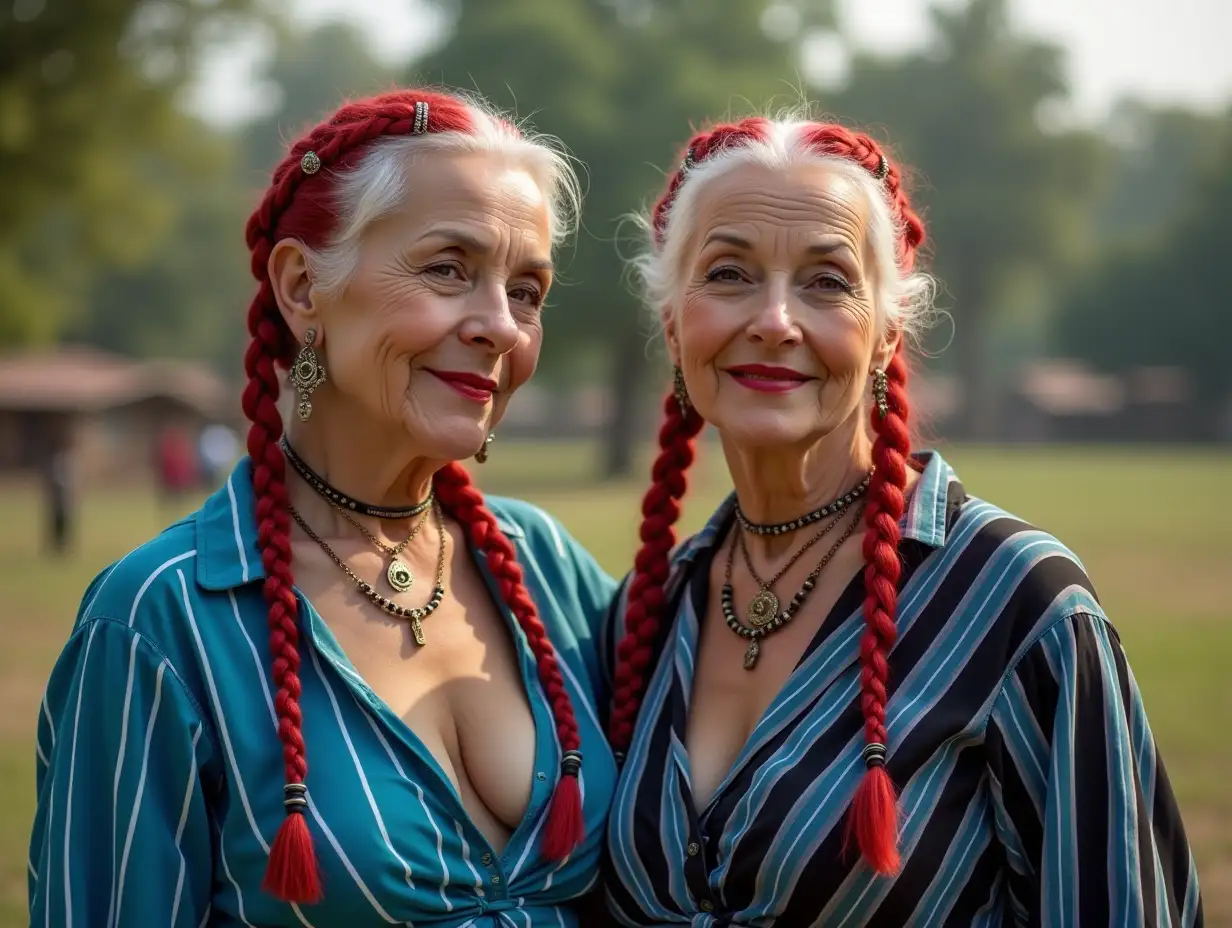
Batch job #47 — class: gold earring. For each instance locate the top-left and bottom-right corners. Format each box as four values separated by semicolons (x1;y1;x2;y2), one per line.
872;367;890;419
474;431;496;463
291;329;325;421
671;365;692;417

:::

### [PROBLEM TO WORK ON]
Can you print every one of the lines above word for word, with the pictures left out?

### [SOLUTION TO THIS PROBLEM]
Batch job #47 — class: gold earring. For each instance locate the top-left and bottom-right corners. Format each box as four values separated by semicolons (x1;y1;x2;y2), one per line.
872;367;890;419
474;431;496;463
291;329;325;421
671;365;692;417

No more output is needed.